**Objetivo A:**
Diga se cada afirmação bate com o trecho, respondendo sim ou não e citando as palavras exatas do trecho que decidem: (i) Ney Matogrosso interpreta agentes da ditadura no filme; (ii) o diretor procura "desvestir" Maria Alcina para mostrar o que existe por trás da persona pública; (iii) Rafael Saar já tinha usado uma linguagem parecida num filme anterior.
**Objetivo B:**
Copie do trecho, sem mudar nada, a parte que começa com "Logo, o longa-metragem" e vai até "maquiagens e brilhos.".

Em uma cena, Maria Alcina e Maria Alcina assistem a uma apresentação musical de Maria Alcina. Ou melhor, a cantora real, ao lado da atriz encarregada de interpretá-la, se deparam com imagens de arquivo, na televisão, da personagem jovem, entoando canções de seu repertório. Adiante, a Maria Alcina contemporânea, recriando o encontro com agentes da ditadura (encarnados por Ney Matogrosso), escuta o cantor libertário e libertino afirmar, em suas vestes de funcionário do DOPS: “Eu não gosto de artista”.
Os melhores momentos de Sem Vergonha decorrem destes instantes de loucura metalinguística, entre a ousadia e a traquinagem lúdica, propostas por Rafael Saar. O diretor, que já havia mergulhado numa linguagem semelhante em Peixe Abissal (2023), retoma a ideia de que a história de uma pessoa é composta tanto por fatos quanto por sonhos, delírios, invenções. Convida a personagem, portanto, para se tornar narradora da própria história. No entanto, a cantora mescla fatos com anedotas, desejos, especulações. Faz do filme um diário íntimo, para além de inventário fatual e comprovável.
Felizmente, a protagonista demonstra intimidade ímpar com a câmera e sua autoimagem. Ainda que os textos pareçam escritos demais, sobretudo no terço inicial, Alcina os apresenta com despojamento, em tom confessional e amigável. Ela aceita se vestir em variações dos figurinos exóticos de antigamente, interagindo com atores, cantores, dançarinos, em performances de estúdio voluntariamente não-naturalistas. Feliz encontro de sensibilidades: tanto o cineasta quanto sua personagem amam o artifício, o excesso, o kitsch, o queer. Por isso, brincam com esta versão da cantora, entre aquilo que é, e aquilo que poderia ser.
Maria Alcina se transforma num conceito de liberdade artística e feminina, uma maneira de estar no mundo. Há um gesto muito belo na escolha de minimizar reviravoltas e dados para se concentrar no riquíssimo universo psicológico da cantora.
Logo, o longa-metragem se encaixa numa acepção queer por sua estética — vide as cores, cenários, a paixão pelos figurinos e acessórios. Muitos filmes defendem a tarefa de “desvestir” os biografados, revelando aquilo que existiria por trás do imaginário, da maquiagem, da persona pública. O diretor, pelo contrário, admira em especial a personagem que Alcina criou para si mesma. Ao invés de desnudá-la, acrescenta camadas de plumas, paetês, maquiagens e brilhos.

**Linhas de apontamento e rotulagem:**

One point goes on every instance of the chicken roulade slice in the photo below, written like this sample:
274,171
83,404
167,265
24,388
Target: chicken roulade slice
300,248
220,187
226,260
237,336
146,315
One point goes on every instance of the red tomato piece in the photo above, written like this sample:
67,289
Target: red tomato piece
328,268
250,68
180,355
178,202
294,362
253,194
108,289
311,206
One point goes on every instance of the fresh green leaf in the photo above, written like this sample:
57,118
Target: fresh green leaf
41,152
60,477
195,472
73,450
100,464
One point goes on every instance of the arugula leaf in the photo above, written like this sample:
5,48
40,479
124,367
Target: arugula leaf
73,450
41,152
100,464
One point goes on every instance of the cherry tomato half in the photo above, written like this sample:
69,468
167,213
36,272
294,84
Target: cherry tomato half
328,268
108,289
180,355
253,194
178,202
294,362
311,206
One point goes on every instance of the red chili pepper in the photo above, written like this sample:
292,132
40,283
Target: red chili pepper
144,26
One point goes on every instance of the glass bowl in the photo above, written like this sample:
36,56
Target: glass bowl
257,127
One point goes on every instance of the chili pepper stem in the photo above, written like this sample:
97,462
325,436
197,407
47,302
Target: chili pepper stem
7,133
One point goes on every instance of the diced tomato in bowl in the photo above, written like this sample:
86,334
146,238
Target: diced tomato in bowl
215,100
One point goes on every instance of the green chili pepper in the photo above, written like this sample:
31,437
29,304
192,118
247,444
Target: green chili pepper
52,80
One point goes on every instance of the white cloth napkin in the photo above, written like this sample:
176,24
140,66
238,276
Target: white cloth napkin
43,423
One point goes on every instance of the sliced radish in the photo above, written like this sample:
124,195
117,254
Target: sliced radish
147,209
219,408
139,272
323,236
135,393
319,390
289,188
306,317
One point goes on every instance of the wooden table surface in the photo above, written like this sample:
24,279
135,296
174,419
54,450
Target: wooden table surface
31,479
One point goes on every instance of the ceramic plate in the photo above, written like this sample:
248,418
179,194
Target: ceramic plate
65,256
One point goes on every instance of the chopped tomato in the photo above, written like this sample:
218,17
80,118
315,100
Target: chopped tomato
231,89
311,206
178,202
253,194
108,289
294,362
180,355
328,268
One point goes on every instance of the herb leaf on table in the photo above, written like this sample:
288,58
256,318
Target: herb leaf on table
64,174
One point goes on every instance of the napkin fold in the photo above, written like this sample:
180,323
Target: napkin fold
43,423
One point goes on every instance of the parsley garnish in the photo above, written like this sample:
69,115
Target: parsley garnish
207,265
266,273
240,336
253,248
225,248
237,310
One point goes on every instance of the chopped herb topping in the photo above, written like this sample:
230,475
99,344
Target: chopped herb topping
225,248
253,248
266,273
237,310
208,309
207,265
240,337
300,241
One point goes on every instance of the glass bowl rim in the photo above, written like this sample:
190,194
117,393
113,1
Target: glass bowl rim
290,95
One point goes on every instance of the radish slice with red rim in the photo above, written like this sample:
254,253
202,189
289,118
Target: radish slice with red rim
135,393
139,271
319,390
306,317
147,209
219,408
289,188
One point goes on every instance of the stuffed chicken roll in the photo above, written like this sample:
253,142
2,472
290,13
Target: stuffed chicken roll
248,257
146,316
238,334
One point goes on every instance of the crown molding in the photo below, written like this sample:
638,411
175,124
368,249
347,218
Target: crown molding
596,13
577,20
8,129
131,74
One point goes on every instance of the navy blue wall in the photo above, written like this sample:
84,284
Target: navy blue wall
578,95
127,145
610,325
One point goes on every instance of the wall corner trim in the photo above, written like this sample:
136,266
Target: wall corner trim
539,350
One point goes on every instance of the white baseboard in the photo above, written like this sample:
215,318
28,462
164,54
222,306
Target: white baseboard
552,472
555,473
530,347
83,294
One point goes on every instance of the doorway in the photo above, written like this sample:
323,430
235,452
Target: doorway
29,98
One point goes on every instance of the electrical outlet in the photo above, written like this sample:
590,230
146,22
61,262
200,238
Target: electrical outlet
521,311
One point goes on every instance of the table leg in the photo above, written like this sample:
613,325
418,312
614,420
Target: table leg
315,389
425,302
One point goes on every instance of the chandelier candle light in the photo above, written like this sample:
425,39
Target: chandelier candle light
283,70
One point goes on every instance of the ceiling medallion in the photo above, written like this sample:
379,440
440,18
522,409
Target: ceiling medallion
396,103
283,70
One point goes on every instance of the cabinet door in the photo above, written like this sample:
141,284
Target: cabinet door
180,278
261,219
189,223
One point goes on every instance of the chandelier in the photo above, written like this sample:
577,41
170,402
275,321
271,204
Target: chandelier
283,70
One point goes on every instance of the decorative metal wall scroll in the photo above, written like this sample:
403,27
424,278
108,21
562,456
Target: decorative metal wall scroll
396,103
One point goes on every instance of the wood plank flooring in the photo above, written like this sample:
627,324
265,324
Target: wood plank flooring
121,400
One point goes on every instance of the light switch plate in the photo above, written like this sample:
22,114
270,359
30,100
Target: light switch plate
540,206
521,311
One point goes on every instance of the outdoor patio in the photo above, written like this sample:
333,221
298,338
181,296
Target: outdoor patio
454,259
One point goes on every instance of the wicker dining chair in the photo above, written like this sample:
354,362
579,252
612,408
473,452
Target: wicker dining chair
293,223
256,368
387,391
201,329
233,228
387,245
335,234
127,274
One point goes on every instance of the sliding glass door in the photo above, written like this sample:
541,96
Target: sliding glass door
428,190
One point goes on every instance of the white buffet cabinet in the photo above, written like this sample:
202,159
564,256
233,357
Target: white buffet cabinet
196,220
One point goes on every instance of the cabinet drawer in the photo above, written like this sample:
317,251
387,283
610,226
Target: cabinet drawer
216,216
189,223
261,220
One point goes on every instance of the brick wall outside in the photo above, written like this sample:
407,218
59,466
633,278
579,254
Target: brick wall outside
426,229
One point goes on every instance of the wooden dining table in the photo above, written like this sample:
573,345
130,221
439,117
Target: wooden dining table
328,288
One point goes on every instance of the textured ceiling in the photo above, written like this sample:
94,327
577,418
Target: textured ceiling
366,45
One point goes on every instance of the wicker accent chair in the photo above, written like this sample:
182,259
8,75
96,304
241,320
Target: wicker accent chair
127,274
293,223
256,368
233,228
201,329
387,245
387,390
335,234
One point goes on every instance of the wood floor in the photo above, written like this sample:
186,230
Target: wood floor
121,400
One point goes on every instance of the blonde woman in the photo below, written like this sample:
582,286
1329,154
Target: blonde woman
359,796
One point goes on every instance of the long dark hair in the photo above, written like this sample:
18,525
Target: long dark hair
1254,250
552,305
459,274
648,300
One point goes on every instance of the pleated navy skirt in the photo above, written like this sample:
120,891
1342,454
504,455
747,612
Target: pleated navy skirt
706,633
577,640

---

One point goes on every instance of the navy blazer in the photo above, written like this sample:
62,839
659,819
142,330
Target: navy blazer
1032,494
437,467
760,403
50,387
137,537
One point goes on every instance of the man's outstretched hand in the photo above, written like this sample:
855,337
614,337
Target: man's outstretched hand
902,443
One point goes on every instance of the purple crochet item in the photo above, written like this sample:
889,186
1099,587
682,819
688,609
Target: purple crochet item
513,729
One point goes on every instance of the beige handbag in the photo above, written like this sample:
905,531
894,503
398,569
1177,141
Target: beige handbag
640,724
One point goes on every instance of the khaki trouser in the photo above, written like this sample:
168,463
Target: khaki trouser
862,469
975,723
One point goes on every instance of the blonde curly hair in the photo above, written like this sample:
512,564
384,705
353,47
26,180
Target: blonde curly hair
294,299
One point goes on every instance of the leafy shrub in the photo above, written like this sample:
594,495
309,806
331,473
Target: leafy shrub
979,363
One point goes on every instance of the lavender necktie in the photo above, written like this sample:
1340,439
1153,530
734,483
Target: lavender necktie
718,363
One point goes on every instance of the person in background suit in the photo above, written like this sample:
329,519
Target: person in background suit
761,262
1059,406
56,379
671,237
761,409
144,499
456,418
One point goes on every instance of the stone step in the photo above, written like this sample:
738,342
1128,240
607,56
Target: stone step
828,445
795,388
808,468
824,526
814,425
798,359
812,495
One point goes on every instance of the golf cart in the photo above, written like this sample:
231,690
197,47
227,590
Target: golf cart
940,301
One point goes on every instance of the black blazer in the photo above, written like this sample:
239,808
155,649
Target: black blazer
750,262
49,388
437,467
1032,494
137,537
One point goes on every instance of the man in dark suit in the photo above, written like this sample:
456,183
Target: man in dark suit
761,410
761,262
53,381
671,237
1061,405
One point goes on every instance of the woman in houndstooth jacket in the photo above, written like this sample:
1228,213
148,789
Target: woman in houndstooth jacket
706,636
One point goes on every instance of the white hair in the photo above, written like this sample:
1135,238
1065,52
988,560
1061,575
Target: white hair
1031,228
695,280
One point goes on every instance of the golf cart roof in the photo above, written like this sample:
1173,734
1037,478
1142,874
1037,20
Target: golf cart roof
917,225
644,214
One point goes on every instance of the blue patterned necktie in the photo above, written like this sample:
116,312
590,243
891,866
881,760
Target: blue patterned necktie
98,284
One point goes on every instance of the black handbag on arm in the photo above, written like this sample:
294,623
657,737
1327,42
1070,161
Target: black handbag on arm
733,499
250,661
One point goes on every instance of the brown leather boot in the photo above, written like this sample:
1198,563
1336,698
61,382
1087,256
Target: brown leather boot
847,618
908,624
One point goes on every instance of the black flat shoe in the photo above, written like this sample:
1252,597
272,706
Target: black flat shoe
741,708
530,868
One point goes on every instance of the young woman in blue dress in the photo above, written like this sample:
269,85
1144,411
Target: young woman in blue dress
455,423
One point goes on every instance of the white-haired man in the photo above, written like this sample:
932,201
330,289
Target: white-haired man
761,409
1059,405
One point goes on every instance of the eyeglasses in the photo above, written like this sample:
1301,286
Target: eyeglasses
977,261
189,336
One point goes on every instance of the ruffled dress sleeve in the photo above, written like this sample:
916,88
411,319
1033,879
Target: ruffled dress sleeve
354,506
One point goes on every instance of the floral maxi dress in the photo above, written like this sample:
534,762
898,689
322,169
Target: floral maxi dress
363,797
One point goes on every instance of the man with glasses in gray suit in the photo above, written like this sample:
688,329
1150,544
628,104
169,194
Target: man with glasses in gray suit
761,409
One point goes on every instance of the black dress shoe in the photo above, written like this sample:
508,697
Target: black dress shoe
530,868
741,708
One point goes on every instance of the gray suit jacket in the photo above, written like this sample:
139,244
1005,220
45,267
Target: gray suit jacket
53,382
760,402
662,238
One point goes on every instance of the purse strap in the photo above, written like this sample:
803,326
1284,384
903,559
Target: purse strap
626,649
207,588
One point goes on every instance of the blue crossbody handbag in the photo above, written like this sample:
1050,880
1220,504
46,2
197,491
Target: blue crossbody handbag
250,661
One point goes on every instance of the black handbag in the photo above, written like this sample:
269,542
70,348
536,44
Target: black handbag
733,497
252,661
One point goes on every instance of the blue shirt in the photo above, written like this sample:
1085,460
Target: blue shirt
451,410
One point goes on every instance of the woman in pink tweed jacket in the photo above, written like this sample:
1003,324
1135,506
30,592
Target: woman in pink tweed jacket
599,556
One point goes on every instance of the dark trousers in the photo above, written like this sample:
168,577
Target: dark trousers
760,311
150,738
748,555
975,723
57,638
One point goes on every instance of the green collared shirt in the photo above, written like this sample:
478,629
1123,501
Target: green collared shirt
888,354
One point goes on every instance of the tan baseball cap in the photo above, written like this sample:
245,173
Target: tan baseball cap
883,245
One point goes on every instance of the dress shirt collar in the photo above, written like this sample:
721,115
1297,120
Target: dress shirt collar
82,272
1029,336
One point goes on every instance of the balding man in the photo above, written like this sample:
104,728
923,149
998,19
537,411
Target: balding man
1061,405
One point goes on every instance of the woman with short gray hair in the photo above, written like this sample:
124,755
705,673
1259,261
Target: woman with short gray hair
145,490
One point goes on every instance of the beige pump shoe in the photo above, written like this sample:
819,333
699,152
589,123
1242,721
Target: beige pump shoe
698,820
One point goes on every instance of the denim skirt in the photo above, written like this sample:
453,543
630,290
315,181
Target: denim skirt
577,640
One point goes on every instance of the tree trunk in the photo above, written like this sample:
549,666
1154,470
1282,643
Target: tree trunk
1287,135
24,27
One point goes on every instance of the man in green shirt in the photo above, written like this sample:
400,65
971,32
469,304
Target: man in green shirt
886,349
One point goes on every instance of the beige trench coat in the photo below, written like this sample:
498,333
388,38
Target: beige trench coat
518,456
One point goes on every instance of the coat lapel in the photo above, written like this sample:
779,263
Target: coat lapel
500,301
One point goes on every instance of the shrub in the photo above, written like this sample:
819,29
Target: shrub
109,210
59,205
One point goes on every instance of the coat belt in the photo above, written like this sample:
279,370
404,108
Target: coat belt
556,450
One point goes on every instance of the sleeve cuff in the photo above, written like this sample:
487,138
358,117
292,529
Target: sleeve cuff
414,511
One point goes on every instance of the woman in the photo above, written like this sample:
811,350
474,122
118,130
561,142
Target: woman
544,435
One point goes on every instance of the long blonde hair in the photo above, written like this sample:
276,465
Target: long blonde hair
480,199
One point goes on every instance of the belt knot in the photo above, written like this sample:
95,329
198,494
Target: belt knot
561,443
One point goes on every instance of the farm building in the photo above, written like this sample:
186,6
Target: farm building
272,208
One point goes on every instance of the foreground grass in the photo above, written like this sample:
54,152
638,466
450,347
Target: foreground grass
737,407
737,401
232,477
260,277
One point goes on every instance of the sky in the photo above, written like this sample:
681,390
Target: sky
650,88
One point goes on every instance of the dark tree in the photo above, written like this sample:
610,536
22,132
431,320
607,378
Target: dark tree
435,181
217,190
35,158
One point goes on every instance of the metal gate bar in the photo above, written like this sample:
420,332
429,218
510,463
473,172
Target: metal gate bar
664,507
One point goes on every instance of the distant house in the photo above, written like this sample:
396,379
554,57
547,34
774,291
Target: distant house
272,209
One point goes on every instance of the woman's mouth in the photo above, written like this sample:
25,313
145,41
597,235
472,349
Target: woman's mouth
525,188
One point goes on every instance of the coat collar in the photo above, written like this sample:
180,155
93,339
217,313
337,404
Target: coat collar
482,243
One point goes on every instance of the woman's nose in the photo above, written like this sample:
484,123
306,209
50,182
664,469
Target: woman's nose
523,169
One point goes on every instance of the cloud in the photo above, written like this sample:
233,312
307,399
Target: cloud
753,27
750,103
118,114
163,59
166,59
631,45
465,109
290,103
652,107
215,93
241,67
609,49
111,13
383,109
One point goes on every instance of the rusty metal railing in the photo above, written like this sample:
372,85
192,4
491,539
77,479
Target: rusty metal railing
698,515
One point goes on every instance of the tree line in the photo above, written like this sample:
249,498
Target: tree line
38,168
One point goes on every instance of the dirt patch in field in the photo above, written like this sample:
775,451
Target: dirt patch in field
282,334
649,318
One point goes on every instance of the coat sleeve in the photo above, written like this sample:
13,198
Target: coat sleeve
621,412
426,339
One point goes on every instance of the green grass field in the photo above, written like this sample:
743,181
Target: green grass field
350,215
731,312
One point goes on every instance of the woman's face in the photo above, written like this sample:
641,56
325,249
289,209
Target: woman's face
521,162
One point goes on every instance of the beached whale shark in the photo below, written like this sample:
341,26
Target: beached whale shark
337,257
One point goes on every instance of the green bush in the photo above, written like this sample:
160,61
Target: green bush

==

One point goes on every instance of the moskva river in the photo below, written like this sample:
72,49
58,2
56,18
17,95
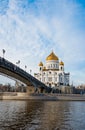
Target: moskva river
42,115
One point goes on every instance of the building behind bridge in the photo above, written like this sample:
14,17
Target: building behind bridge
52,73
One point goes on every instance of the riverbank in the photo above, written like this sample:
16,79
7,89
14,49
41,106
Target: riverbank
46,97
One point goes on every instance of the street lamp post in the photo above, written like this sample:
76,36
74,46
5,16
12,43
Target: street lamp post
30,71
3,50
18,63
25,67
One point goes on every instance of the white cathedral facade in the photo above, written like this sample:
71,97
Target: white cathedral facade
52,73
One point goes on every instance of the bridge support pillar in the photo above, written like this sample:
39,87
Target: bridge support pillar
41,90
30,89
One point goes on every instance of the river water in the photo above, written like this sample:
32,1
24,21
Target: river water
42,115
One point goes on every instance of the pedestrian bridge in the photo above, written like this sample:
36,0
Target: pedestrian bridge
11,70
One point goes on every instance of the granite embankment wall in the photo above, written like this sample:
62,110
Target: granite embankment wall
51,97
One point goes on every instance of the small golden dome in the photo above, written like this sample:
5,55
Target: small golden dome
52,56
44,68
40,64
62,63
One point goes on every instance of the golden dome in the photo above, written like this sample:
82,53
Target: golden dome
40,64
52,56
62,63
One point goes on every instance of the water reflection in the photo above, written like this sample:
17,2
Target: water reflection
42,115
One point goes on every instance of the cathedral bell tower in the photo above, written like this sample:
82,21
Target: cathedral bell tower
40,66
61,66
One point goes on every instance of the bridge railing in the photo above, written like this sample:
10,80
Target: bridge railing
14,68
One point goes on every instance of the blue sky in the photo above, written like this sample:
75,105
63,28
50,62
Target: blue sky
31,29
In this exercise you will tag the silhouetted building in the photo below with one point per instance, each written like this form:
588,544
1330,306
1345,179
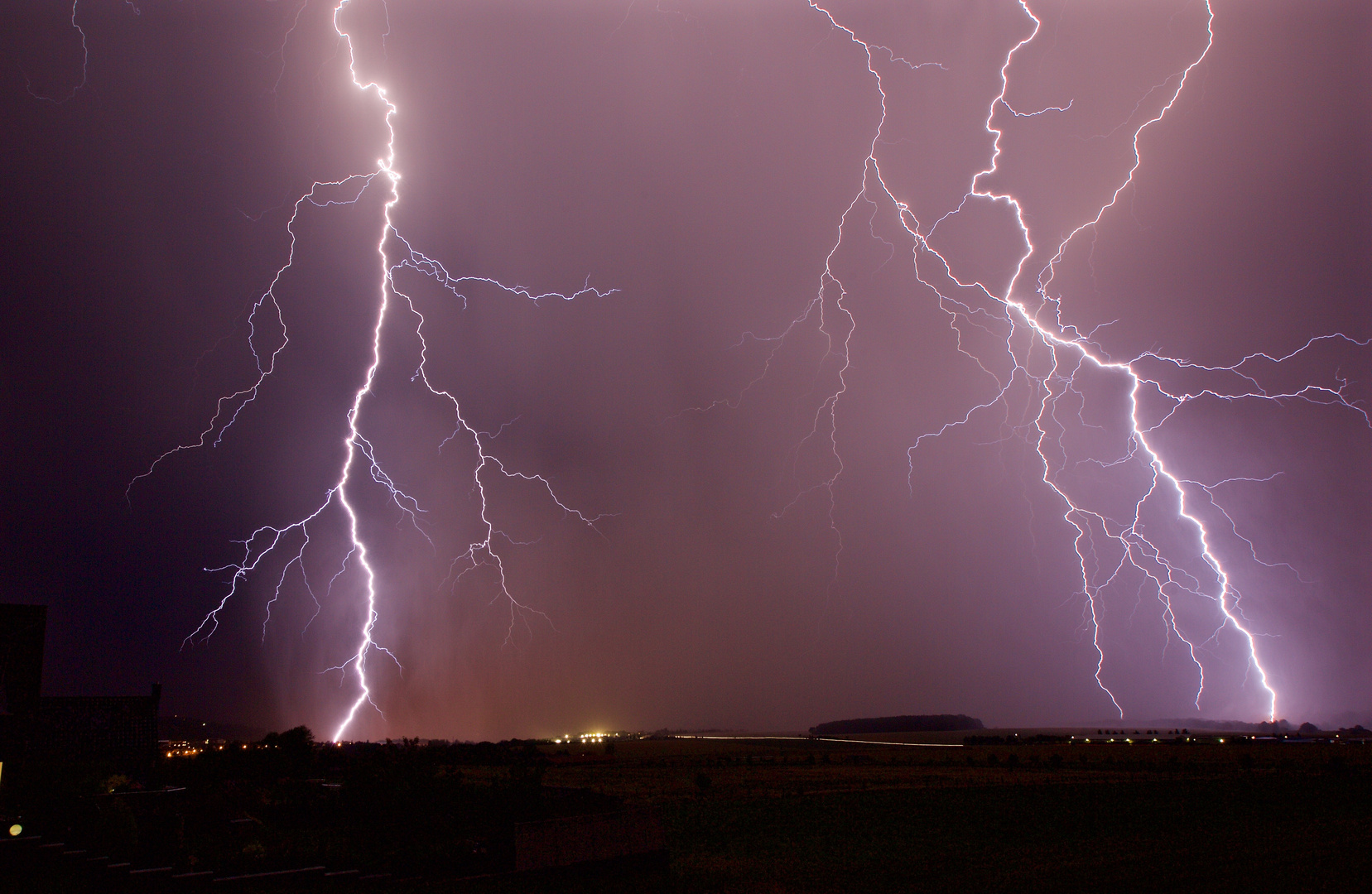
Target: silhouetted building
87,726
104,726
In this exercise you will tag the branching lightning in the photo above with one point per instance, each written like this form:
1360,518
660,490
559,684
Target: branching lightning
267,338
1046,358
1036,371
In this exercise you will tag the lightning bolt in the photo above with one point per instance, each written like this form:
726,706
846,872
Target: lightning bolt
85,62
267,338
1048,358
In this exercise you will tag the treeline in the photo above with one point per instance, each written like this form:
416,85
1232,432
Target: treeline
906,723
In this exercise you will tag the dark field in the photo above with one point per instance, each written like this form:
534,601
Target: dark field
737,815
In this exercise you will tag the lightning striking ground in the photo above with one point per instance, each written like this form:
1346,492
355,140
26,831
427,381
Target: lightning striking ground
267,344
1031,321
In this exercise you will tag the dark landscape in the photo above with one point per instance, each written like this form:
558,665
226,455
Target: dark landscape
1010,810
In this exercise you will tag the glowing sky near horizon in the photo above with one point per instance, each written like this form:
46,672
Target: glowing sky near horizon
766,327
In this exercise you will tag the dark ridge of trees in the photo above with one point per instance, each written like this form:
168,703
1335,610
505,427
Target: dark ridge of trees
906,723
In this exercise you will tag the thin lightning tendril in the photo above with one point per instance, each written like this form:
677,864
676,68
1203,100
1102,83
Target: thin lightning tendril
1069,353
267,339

**Resultado A:**
(i) Sim: “encarnados por Ney Matogrosso”.
(ii) Não: “Ao invés de desnudá-la, acrescenta camadas de plumas, paetês, maquiagens e brilhos.”
(iii) Sim: “já havia mergulhado numa linguagem semelhante em Peixe Abissal (2023)”.

**Resultado B:**
Logo, o longa-metragem se encaixa numa acepção queer por sua estética — vide as cores, cenários, a paixão pelos figurinos e acessórios. Muitos filmes defendem a tarefa de “desvestir” os biografados, revelando aquilo que existiria por trás do imaginário, da maquiagem, da persona pública. O diretor, pelo contrário, admira em especial a personagem que Alcina criou para si mesma. Ao invés de desnudá-la, acrescenta camadas de plumas, paetês, maquiagens e brilhos.